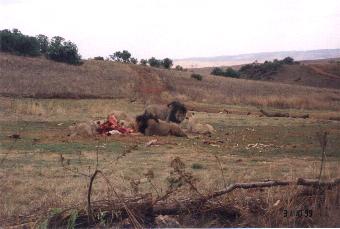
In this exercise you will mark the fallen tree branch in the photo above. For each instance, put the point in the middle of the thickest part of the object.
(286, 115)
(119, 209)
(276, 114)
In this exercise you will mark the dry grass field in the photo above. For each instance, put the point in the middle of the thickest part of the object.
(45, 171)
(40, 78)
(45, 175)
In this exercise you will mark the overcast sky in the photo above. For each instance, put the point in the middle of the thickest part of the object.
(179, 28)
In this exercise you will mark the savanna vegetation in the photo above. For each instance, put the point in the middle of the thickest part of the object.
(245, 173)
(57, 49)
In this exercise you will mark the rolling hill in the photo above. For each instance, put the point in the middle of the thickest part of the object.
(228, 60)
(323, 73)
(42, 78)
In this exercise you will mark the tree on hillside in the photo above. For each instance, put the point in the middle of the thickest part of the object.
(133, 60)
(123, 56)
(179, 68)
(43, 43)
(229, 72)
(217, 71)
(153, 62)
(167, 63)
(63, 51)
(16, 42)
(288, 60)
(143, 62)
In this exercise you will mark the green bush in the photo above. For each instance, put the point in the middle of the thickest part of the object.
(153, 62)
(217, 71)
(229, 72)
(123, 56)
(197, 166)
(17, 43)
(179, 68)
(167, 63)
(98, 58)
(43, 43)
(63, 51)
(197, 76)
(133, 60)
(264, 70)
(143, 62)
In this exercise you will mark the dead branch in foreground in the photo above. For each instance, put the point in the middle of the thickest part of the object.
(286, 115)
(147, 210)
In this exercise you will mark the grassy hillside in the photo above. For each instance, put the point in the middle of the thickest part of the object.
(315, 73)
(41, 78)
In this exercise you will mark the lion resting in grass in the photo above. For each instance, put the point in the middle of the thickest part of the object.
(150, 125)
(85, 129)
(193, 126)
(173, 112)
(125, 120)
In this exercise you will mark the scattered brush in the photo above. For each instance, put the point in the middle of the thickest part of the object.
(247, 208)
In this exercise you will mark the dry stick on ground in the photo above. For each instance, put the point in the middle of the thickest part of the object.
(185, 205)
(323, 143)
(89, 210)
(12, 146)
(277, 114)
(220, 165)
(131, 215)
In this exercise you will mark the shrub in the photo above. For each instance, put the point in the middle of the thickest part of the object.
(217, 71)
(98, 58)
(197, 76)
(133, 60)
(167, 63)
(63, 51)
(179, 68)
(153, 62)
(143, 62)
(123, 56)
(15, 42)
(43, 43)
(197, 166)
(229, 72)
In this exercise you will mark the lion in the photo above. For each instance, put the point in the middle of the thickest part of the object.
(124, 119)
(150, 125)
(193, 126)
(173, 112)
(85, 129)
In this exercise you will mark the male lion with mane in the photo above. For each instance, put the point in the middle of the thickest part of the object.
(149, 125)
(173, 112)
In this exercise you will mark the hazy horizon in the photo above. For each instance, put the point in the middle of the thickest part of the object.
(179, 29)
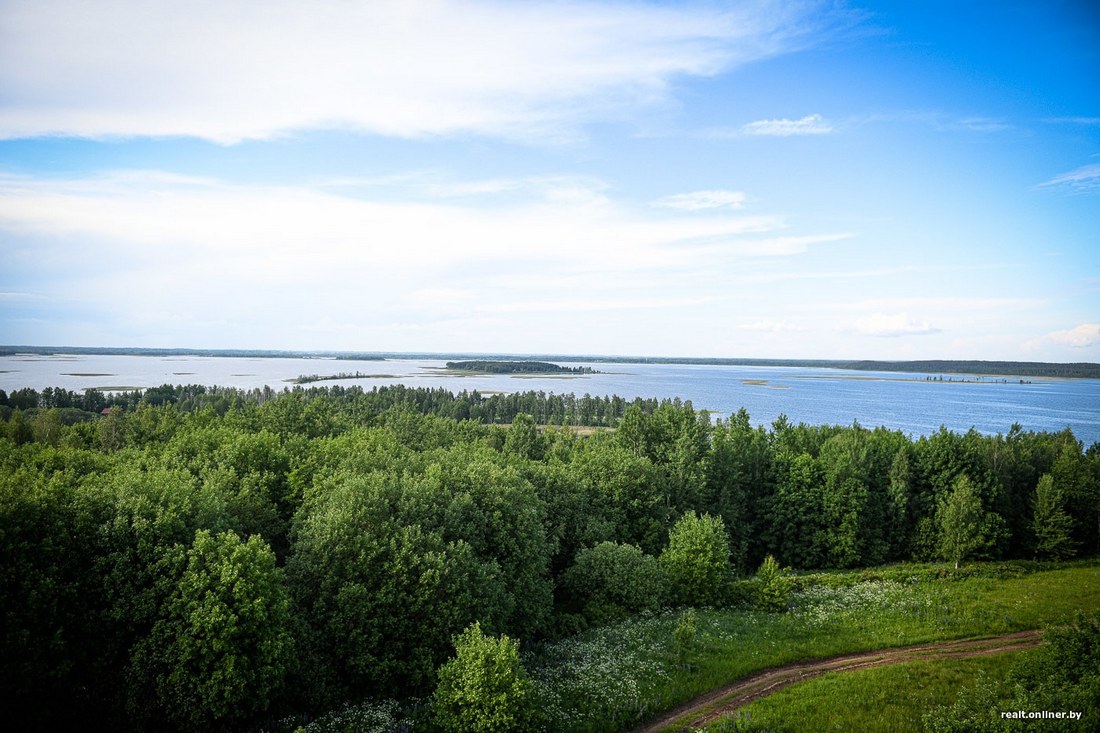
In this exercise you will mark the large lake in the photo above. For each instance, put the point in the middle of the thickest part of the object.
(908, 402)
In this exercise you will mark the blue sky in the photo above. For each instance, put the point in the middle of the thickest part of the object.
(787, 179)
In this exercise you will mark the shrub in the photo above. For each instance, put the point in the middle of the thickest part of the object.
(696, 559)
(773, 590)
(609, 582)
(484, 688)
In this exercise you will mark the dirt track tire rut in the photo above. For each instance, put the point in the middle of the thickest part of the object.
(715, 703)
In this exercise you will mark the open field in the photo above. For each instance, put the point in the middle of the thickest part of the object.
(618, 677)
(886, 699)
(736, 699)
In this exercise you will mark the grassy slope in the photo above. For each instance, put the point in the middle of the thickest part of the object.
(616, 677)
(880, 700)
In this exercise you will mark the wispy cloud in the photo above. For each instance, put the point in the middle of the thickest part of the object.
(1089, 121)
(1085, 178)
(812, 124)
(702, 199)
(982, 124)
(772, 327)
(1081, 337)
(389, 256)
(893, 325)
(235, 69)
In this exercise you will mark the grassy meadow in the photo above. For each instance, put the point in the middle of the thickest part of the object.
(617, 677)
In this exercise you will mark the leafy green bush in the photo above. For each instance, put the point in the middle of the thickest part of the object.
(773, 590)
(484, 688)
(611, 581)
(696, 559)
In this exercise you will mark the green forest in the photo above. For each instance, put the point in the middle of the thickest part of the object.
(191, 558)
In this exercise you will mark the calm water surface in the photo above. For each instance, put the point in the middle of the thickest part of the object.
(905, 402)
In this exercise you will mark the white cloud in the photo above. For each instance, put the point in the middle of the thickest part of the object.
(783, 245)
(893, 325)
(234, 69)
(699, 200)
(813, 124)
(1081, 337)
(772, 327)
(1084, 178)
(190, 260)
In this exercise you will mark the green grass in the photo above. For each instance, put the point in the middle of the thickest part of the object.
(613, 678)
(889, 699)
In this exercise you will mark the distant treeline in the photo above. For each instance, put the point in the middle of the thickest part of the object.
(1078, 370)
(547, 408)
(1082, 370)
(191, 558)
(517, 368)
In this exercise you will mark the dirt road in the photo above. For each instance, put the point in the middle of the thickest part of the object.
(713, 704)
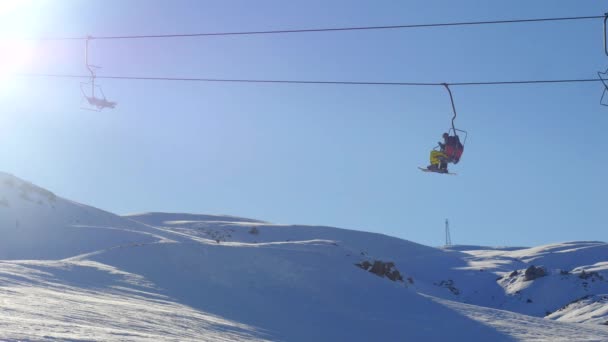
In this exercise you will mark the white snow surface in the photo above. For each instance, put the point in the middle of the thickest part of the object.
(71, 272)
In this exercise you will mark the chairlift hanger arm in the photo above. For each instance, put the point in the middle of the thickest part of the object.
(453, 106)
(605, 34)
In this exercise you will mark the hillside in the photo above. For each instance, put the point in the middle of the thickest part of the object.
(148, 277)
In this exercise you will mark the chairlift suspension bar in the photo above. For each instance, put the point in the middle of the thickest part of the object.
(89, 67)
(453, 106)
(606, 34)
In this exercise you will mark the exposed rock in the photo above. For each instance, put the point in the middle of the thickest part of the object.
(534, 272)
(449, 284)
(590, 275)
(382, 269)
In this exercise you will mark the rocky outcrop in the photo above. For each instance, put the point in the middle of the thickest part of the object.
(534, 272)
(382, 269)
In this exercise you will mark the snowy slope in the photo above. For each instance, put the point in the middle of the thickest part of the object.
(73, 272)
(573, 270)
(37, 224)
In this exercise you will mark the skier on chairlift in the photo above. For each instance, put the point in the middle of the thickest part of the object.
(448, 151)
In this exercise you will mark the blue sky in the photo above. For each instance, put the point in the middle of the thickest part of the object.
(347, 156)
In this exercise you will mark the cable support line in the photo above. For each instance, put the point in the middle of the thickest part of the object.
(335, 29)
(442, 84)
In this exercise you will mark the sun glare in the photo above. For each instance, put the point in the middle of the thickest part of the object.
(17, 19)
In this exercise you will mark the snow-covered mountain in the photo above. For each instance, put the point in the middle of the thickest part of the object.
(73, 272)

== WHAT IS REQUIRED ==
Restate every entry above word for word; no picture belongs in the copy.

== RESPONSE BOX ==
In this exercise you will mark the fallen tree branch in the photo above. For each instance, put the point in the middle of the thickest part of the object.
(286, 115)
(119, 209)
(276, 114)
In this exercise you will mark the dry grass field in the photo above. For each instance, put the point in the middle of the thickest part of the object.
(45, 171)
(40, 78)
(45, 175)
In this exercise you will mark the overcast sky in the photo above. For each instance, put the point in the middle of the thickest part of the object.
(179, 28)
In this exercise you will mark the savanna vegetation in the photo above. For each instance, put the point in the middle of the thickest part of the object.
(245, 173)
(57, 49)
In this exercise you will mark the rolling hill in the photo above. For each instance, put the point in the middle of the thickest part of the object.
(228, 60)
(323, 73)
(42, 78)
In this exercise you will mark the tree on hillside in the photo above. For each instance, put the point in the middle of the thickest part of the object.
(133, 60)
(123, 56)
(179, 68)
(43, 43)
(229, 72)
(217, 71)
(153, 62)
(167, 63)
(63, 51)
(16, 42)
(288, 60)
(143, 62)
In this exercise you will mark the green bush in the photo above. For each instance, put the point in the middle of the thickest part of the object.
(153, 62)
(217, 71)
(229, 72)
(123, 56)
(197, 166)
(17, 43)
(179, 68)
(167, 63)
(98, 58)
(43, 43)
(63, 51)
(197, 76)
(133, 60)
(264, 70)
(143, 62)
In this exercise you will mark the dead branch in foreground in the photo above. For each instance, put the point in the middle of the thickest part of the object.
(286, 115)
(147, 210)
In this exercise you will mark the grassy hillside in the photo above. For each instance, put the point in the middle of the thickest part of the object.
(315, 73)
(41, 78)
In this exercise you will mark the lion resting in grass in the photo above. For each instance, put the point in the middle of the thickest part of the object.
(150, 125)
(85, 129)
(193, 126)
(173, 112)
(125, 120)
In this exercise you will mark the scattered brush in the photo above. For each instance, put the point in the middle of the thickest part of the object.
(247, 208)
In this exercise you will mark the dry stick on ground in the photo above. For each instance, put the point in the middle of the thickest part of the object.
(185, 205)
(323, 143)
(89, 210)
(12, 146)
(277, 114)
(220, 165)
(131, 215)
In this exercise you will mark the shrub in the photo above. For each instance, put the point in the middle of the thickest part of the object.
(217, 71)
(98, 58)
(197, 76)
(133, 60)
(167, 63)
(63, 51)
(179, 68)
(153, 62)
(143, 62)
(123, 56)
(15, 42)
(43, 43)
(197, 166)
(229, 72)
In this exercise you will mark the lion in the photo above. For each instance, put the point in the middle of the thickest part of the object.
(124, 119)
(150, 125)
(193, 126)
(173, 112)
(85, 129)
In this exercise you will mark the male lion with mane in the photo above. For each instance, put the point in the middle of the thickest part of the object.
(149, 125)
(173, 112)
In this exercise you will mark the hazy horizon in the photo above. For each instance, put the point in the middle of the thickest part of the object.
(179, 29)
In this exercise you will mark the large lake in the photo above. For each instance, put the point in the middle of the thickest part of the object.
(908, 402)
In this exercise you will mark the blue sky in the photo above. For each instance, put the point in the middle of the thickest part of the object.
(787, 179)
In this exercise you will mark the shrub in the photo above. For each instance, put the point in the middle of the thickest part of the object.
(696, 559)
(773, 590)
(609, 582)
(484, 688)
In this exercise you will mark the dirt track tire rut in the photo above. For each instance, put the point in the middle of the thickest part of the object.
(715, 703)
In this exercise you will mark the open field in the photo above. For each instance, put the point in the middle of the thickest part of the object.
(618, 677)
(886, 699)
(736, 699)
In this exercise you will mark the grassy slope in the photo above. For each instance, put the point in the middle of the thickest part of the object.
(616, 677)
(880, 700)
In this exercise you will mark the wispy cloud in the photo above. For each instance, put the point in the middle of the thickest part of the object.
(1089, 121)
(1085, 178)
(812, 124)
(702, 199)
(982, 124)
(772, 327)
(1081, 337)
(389, 256)
(893, 325)
(235, 69)
In this exercise you will mark the grassy meadow in the photo above. For each instance, put the point in the middle of the thickest part of the object.
(617, 677)
In this exercise you will mark the leafy green bush in the photo above. For each instance, put the point in the middle of the thickest part of the object.
(773, 590)
(484, 688)
(611, 581)
(696, 559)
In this exercise you will mark the green forest in the photo above. For each instance, put the point in the middle of the thickest part of the object.
(191, 558)
In this exercise you will mark the calm water surface in the photo above. For each instance, put the point in the middle of the thickest part of the object.
(905, 402)
In this exercise you will mark the white cloud in the photo above. For each instance, put the point in the middle of the thickest part of the object.
(783, 245)
(893, 325)
(234, 69)
(699, 200)
(813, 124)
(1081, 337)
(772, 327)
(1084, 178)
(190, 260)
In this exercise you will mark the green grass in the photo above. For each instance, put the point in the middle of the thickest part of the object.
(613, 678)
(889, 699)
In this exercise you will mark the distant treeline in the photo above. For each instance, put the point in the middle of the thickest part of the object.
(1078, 370)
(547, 408)
(1082, 370)
(191, 558)
(517, 368)
In this exercise you will mark the dirt road in the photo above. For each instance, put the point in the middle of the thickest part of the object.
(713, 704)
In this exercise you will mark the white snow surface in the photo above. For each instance, put the point in the middle of the thickest part of the object.
(71, 272)
In this exercise you will mark the chairlift hanger arm in the photo above. For each instance, put the point in the middle of the thickest part of the object.
(453, 106)
(605, 34)
In this exercise you will mark the hillside in the photo above. For each instance, put the point in the middle of the thickest part of the object.
(148, 277)
In this exercise you will mark the chairlift suspension bar in the photo above. For each instance, put the point in the middle of the thickest part of the object.
(89, 67)
(453, 106)
(606, 34)
In this exercise you will mark the exposed rock in the photo above. For each instance, put the point in the middle of the thickest part of the object.
(534, 272)
(449, 284)
(590, 275)
(382, 269)
In this exercise you will mark the rocky outcrop in the photo above. For each instance, put the point in the middle of the thickest part of the object.
(534, 272)
(382, 269)
In this exercise you will mark the snowy slope in the photo above. For each instance, put the point in the middle of the thickest part of the object.
(73, 272)
(573, 270)
(37, 224)
In this exercise you will mark the skier on chairlift in the photo above. For each instance, put the point in the middle of the thickest part of the object.
(448, 151)
In this exercise you will mark the blue sky in the photo above. For each instance, put the point in the middle of the thickest part of the object.
(347, 156)
In this exercise you will mark the cable support line in the photo above. For each instance, put the point in the middle of the thickest part of the object.
(335, 29)
(442, 84)
In this exercise you will mark the sun glare in the photo above. For each instance, put the point in the middle of the thickest part of the object.
(17, 19)
In this exercise you will mark the snow-covered mountain in the photo above. For each instance, put the point in the middle of the thickest part of the object.
(73, 272)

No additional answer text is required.